*WORK REQUIRED:*
What follows is a listing; restate every line of it word for word.

*DATA SUPPLIED:*
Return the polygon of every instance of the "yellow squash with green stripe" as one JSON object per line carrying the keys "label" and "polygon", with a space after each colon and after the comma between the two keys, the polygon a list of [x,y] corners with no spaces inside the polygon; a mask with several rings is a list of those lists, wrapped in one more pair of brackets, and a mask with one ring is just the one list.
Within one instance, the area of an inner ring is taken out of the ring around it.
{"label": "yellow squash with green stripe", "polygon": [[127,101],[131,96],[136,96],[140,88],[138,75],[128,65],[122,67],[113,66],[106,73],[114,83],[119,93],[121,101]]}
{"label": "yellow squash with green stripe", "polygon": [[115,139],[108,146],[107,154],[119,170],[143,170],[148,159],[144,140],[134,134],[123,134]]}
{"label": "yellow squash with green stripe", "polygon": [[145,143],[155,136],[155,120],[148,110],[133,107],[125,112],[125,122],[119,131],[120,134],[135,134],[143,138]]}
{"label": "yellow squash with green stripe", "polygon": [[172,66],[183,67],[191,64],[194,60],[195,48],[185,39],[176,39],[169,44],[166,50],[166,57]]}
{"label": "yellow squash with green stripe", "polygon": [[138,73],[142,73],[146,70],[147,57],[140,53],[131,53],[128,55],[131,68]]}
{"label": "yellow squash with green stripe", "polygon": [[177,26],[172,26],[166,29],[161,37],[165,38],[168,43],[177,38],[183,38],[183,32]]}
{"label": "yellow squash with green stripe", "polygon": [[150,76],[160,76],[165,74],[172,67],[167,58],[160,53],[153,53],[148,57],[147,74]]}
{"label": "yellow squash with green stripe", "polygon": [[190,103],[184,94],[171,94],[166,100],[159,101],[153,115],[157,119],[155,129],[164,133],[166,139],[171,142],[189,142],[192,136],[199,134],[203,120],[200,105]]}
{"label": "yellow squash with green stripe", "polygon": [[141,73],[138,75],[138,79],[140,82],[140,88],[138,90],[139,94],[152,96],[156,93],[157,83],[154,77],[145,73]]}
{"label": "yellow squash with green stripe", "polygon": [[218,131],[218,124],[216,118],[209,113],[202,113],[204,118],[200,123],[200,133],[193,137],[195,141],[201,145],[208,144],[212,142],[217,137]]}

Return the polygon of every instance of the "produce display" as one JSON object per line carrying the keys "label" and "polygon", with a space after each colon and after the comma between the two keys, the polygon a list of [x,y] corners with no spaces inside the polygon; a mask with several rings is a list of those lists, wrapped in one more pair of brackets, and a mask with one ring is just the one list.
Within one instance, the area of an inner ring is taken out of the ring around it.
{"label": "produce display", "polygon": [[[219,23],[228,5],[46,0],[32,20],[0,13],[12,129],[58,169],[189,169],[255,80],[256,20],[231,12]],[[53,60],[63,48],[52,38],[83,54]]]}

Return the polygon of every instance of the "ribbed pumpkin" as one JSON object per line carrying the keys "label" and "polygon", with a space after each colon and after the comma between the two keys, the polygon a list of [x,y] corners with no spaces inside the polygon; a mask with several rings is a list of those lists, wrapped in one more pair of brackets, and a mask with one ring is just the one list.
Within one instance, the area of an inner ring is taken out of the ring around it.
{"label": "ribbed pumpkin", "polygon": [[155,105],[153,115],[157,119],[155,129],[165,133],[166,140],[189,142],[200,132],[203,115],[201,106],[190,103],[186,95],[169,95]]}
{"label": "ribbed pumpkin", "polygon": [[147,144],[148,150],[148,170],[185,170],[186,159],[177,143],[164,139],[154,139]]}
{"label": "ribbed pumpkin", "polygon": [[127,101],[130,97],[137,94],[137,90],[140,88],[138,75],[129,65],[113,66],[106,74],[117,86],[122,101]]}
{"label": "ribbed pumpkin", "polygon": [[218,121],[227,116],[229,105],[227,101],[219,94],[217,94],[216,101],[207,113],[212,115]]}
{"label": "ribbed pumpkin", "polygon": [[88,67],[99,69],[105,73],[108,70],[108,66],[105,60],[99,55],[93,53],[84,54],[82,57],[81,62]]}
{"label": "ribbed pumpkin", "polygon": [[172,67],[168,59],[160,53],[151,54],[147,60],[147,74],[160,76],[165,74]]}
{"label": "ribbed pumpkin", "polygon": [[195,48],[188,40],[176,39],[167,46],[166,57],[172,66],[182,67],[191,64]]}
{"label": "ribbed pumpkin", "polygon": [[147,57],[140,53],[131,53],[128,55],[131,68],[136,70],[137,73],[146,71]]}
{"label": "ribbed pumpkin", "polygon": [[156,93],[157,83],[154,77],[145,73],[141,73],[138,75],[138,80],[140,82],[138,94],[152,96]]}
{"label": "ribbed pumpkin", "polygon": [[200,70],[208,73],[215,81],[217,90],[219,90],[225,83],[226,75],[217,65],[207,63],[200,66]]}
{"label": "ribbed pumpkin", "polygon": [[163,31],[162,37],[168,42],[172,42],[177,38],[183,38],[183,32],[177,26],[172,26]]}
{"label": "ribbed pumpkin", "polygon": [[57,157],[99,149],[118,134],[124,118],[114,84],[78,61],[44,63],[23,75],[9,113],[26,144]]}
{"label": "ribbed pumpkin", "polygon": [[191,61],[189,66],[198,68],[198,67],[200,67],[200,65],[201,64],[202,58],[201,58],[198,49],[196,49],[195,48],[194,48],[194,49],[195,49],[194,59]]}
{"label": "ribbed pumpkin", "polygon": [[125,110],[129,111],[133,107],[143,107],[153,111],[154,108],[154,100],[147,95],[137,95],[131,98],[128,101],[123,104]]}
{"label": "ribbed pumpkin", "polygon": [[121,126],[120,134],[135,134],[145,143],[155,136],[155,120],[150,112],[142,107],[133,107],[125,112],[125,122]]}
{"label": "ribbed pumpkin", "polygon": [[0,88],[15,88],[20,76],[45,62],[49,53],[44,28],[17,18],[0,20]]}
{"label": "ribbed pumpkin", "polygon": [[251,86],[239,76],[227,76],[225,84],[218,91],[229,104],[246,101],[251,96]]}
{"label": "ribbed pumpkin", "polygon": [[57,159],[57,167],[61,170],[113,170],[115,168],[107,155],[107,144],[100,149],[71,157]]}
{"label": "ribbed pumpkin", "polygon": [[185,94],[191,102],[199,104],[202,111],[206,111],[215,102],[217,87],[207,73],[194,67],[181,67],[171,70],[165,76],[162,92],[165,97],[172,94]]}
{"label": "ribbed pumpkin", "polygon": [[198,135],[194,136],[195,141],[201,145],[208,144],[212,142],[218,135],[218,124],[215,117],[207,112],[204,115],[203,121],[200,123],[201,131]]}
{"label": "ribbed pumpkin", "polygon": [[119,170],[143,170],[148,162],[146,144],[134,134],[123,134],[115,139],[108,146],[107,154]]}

*EXERCISE RESPONSE:*
Return the polygon of every instance of the "yellow squash with green stripe" as one JSON object per line carrying the keys "label" and "polygon", with a space after each colon and after the comma between the two keys, the polygon a list of [x,y] corners with no spaces inside the polygon; a mask with several rings is a list of those lists, wrapped in one more pair of brackets, and a mask with one ring is just the one list.
Within one instance, the area of an inner ring is taken out of the ring around it.
{"label": "yellow squash with green stripe", "polygon": [[127,101],[131,96],[136,96],[140,88],[138,75],[128,65],[122,67],[113,66],[106,73],[114,83],[119,93],[121,101]]}
{"label": "yellow squash with green stripe", "polygon": [[115,139],[108,146],[107,154],[119,170],[143,170],[148,159],[144,140],[134,134],[123,134]]}
{"label": "yellow squash with green stripe", "polygon": [[145,143],[155,136],[155,120],[148,110],[133,107],[125,112],[125,122],[119,131],[120,134],[135,134],[143,138]]}
{"label": "yellow squash with green stripe", "polygon": [[172,66],[183,67],[191,64],[194,60],[195,48],[185,39],[176,39],[169,44],[166,50],[166,57]]}
{"label": "yellow squash with green stripe", "polygon": [[138,73],[142,73],[146,70],[147,57],[140,53],[131,53],[128,55],[131,68]]}
{"label": "yellow squash with green stripe", "polygon": [[177,26],[172,26],[166,29],[161,37],[165,38],[168,43],[177,38],[183,38],[183,32]]}
{"label": "yellow squash with green stripe", "polygon": [[150,76],[160,76],[165,74],[172,67],[167,58],[160,53],[153,53],[148,57],[147,74]]}
{"label": "yellow squash with green stripe", "polygon": [[190,103],[184,94],[171,94],[166,100],[159,101],[153,115],[157,119],[155,129],[164,133],[166,139],[171,142],[189,142],[192,136],[199,134],[203,120],[200,105]]}
{"label": "yellow squash with green stripe", "polygon": [[141,73],[138,75],[138,79],[140,82],[140,88],[138,90],[139,94],[152,96],[156,93],[157,83],[154,77],[145,73]]}
{"label": "yellow squash with green stripe", "polygon": [[218,131],[218,124],[216,118],[209,113],[202,113],[204,118],[200,123],[200,133],[193,137],[195,141],[201,145],[208,144],[212,142],[217,137]]}

Return the polygon of every instance of the "produce display" as one JSON object per line carrying the keys "label" and "polygon", with a space after each colon and after the comma between the two keys, the polygon a list of [x,y] corners with no spaces inside the polygon; a mask with several rings is a list of those lists, wrapped in one more pair of brackets, and a mask with one ring is just the one list.
Within one instance, the area of an inner ring is taken out of the ring around it.
{"label": "produce display", "polygon": [[[219,23],[228,5],[46,0],[32,20],[0,13],[12,129],[58,169],[189,169],[255,80],[256,20],[231,12]],[[53,60],[63,48],[52,38],[83,54]]]}

Return the polygon of every instance of the "ribbed pumpkin" as one JSON object per line carrying the keys "label" and "polygon", with a space after each colon and after the comma between the two keys, the polygon a list of [x,y] corners with no spaces inside the polygon; a mask with several rings is a list of those lists, wrapped in one more pair of brackets, and a mask with one ring is just the one list.
Within one instance, the area of an inner ring is taken out of the ring around it.
{"label": "ribbed pumpkin", "polygon": [[155,105],[153,115],[157,119],[155,129],[165,133],[166,140],[189,142],[200,132],[203,115],[201,106],[190,103],[186,95],[169,95]]}
{"label": "ribbed pumpkin", "polygon": [[147,144],[148,150],[148,170],[185,170],[186,159],[177,143],[164,139],[154,139]]}
{"label": "ribbed pumpkin", "polygon": [[127,101],[130,97],[137,94],[137,90],[140,88],[138,75],[129,65],[113,66],[106,74],[117,86],[122,101]]}
{"label": "ribbed pumpkin", "polygon": [[218,121],[227,116],[229,105],[227,101],[219,94],[217,94],[216,101],[207,113],[212,115]]}
{"label": "ribbed pumpkin", "polygon": [[88,67],[99,69],[105,73],[108,70],[108,66],[105,60],[99,55],[93,53],[84,54],[82,57],[81,62]]}
{"label": "ribbed pumpkin", "polygon": [[172,67],[168,59],[160,53],[151,54],[147,60],[147,74],[160,76],[165,74]]}
{"label": "ribbed pumpkin", "polygon": [[195,48],[188,40],[176,39],[167,46],[166,57],[172,66],[182,67],[191,64]]}
{"label": "ribbed pumpkin", "polygon": [[147,57],[140,53],[131,53],[128,55],[131,68],[136,70],[137,73],[146,71]]}
{"label": "ribbed pumpkin", "polygon": [[156,93],[157,83],[154,77],[145,73],[141,73],[138,75],[138,80],[140,82],[138,94],[152,96]]}
{"label": "ribbed pumpkin", "polygon": [[200,70],[208,73],[215,81],[217,90],[219,90],[225,83],[226,75],[217,65],[207,63],[200,66]]}
{"label": "ribbed pumpkin", "polygon": [[163,31],[162,37],[168,42],[172,42],[177,38],[183,38],[183,32],[177,26],[172,26]]}
{"label": "ribbed pumpkin", "polygon": [[57,157],[99,149],[118,134],[124,118],[114,84],[78,61],[44,63],[23,75],[9,113],[26,144]]}
{"label": "ribbed pumpkin", "polygon": [[191,61],[189,66],[198,68],[198,67],[200,67],[200,65],[201,64],[202,58],[201,58],[198,49],[196,49],[195,48],[194,48],[194,49],[195,49],[194,59]]}
{"label": "ribbed pumpkin", "polygon": [[125,110],[129,111],[133,107],[143,107],[153,111],[154,108],[154,100],[147,95],[137,95],[131,98],[128,101],[123,104]]}
{"label": "ribbed pumpkin", "polygon": [[121,126],[120,134],[135,134],[145,143],[155,136],[155,120],[150,112],[142,107],[133,107],[125,112],[125,122]]}
{"label": "ribbed pumpkin", "polygon": [[0,88],[15,88],[20,76],[45,62],[49,53],[44,28],[17,18],[0,20]]}
{"label": "ribbed pumpkin", "polygon": [[251,86],[239,76],[227,76],[225,84],[218,91],[229,104],[246,101],[251,96]]}
{"label": "ribbed pumpkin", "polygon": [[57,159],[57,167],[61,170],[113,170],[115,168],[107,155],[107,144],[100,149],[71,157]]}
{"label": "ribbed pumpkin", "polygon": [[185,94],[191,102],[199,104],[202,111],[206,111],[215,102],[217,87],[207,73],[194,67],[181,67],[171,70],[165,76],[162,92],[165,97],[172,94]]}
{"label": "ribbed pumpkin", "polygon": [[198,135],[194,136],[195,141],[201,145],[208,144],[212,142],[218,135],[218,124],[215,117],[207,112],[204,115],[203,121],[200,123],[201,131]]}
{"label": "ribbed pumpkin", "polygon": [[119,170],[143,170],[148,162],[146,144],[134,134],[123,134],[115,139],[108,146],[107,154]]}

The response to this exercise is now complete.